Exercise requirements:
Copy the passage on the film from "The casting of" up to and including "the audio sellers.", substituting "scheduling conflicts" for "scheduling issues".

Extract:

Marykkundoru Kunjaadu was filmed largely in and around the Thodupuzha region of Kerala, where many of the rural village scenes that form the backdrop of the story were shot. The production captured the scenic High Range landscape, which features prominently throughout the narrative, and principal photography included both scenic settings and sequence work integral to the plot’s development. Locations such as local churches and village roads in Thodupuzha were used during the shoot.
The casting of the character Jose underwent several considerations during pre‑production. According to reports in Malayalam film media, Suresh Gopi was initially contacted for the role, with early discussions held between him and the filmmakers about the character and its requirements. Following these conversations, the team explored casting Lal who expressed interest but eventually had to step away from the project due to scheduling issues with another film. Subsequently, the role was offered to and accepted by Biju Menon, whose portrayal of Jose was noted as both distinctive and memorable.

==Soundtrack==

The soundtrack of the film was released on 20 December 2010. It had music scored by composers Berny-Ignatius". Lyrics were provided by Anil Panachooran. There was no special launch for the audio release and the music were given straight through the audio sellers.

| No. | Title | Singer(s) | Length |
|---|---|---|---|
| 1. | "Enttadukke" | Shankar Mahadevan, Rimi Tomy, Pappukutty Bhagavathar, Subbalakshmi | 4:35 |
| 2. | "Pancharachiri" | Franco, Sithara Krishnakumar | 4:33 |
| 3. | "Kunjaade Kurumbanade" | Madhu Balakrishnan | 4:29 |
| 4. | "Changathi Kuyile" | Master Anuragh, Kumari Yogini V Prabhu | 3:29 |
| 5. | "Kunjaade" | Sithara | 4:29 |

==Release==
The film was released on 25 December 2010.

===Critical reception===
The Rediff critic rated the film 3 stars out of 5. Lead actors, Dileep's and Biju Menon's, performances were praised, and the credit was equally shared by the writer-director team. The film worked well.

===Box office===
The film went on to become commercial success, which completed 150 days in theatres and eventually became the second highest grossing Malayalam film of 2010 behind Pokkiri Raja.

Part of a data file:
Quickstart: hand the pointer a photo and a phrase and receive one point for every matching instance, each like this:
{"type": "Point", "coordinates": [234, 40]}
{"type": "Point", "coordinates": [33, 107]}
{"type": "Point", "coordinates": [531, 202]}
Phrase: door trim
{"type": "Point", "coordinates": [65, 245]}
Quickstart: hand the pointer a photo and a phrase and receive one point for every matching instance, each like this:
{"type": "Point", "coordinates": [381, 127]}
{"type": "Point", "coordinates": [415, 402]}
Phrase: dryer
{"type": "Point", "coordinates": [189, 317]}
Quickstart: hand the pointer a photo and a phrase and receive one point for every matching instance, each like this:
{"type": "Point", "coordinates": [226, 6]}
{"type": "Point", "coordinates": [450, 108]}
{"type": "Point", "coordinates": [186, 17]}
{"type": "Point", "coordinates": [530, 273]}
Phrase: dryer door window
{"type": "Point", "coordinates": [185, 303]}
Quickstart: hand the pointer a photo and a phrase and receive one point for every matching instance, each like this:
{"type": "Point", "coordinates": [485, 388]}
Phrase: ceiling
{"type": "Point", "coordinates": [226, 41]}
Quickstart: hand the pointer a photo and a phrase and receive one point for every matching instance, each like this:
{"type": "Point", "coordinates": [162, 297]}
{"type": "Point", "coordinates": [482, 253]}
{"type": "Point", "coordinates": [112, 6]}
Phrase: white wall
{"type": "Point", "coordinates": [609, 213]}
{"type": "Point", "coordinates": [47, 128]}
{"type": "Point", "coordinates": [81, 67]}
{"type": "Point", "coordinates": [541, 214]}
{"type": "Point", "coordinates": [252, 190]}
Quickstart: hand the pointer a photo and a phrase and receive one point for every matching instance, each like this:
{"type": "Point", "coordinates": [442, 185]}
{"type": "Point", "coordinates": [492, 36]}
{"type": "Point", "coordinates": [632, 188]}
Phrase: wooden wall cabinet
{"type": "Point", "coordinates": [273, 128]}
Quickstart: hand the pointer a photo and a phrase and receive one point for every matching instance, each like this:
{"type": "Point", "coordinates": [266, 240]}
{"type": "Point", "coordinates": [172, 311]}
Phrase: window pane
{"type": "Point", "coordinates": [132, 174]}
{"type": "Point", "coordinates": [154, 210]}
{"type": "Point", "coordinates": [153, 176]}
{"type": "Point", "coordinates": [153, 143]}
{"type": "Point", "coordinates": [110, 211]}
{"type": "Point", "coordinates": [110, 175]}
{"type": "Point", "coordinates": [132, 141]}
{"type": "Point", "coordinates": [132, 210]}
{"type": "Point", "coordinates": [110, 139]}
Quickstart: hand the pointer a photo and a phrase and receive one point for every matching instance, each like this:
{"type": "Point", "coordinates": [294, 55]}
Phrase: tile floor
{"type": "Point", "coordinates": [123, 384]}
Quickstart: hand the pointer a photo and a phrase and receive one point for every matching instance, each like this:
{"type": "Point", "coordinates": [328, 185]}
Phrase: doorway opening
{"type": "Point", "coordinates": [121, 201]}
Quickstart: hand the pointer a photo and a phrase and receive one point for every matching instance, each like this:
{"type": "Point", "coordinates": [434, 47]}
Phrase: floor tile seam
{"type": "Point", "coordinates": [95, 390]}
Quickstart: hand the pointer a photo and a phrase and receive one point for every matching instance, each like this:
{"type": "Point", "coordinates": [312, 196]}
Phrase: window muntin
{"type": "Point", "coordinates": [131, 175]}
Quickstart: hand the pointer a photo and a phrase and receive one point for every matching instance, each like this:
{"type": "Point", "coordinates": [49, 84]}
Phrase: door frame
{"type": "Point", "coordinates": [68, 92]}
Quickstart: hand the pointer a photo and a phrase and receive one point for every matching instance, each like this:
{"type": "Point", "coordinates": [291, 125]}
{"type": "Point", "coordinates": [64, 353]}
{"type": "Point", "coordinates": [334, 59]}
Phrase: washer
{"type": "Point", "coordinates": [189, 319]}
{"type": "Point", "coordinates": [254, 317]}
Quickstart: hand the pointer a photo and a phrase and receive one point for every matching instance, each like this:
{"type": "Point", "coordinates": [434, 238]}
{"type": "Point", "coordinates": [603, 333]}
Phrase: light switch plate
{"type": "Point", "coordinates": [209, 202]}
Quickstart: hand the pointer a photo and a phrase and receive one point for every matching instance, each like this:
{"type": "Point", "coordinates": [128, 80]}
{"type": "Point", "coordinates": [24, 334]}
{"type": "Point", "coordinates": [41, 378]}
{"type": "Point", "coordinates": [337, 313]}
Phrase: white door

Written solution:
The casting of the character Jose underwent several considerations during pre‑production. According to reports in Malayalam film media, Suresh Gopi was initially contacted for the role, with early discussions held between him and the filmmakers about the character and its requirements. Following these conversations, the team explored casting Lal who expressed interest but eventually had to step away from the project due to scheduling conflicts with another film. Subsequently, the role was offered to and accepted by Biju Menon, whose portrayal of Jose was noted as both distinctive and memorable.

==Soundtrack==

The soundtrack of the film was released on 20 December 2010. It had music scored by composers Berny-Ignatius". Lyrics were provided by Anil Panachooran. There was no special launch for the audio release and the music were given straight through the audio sellers.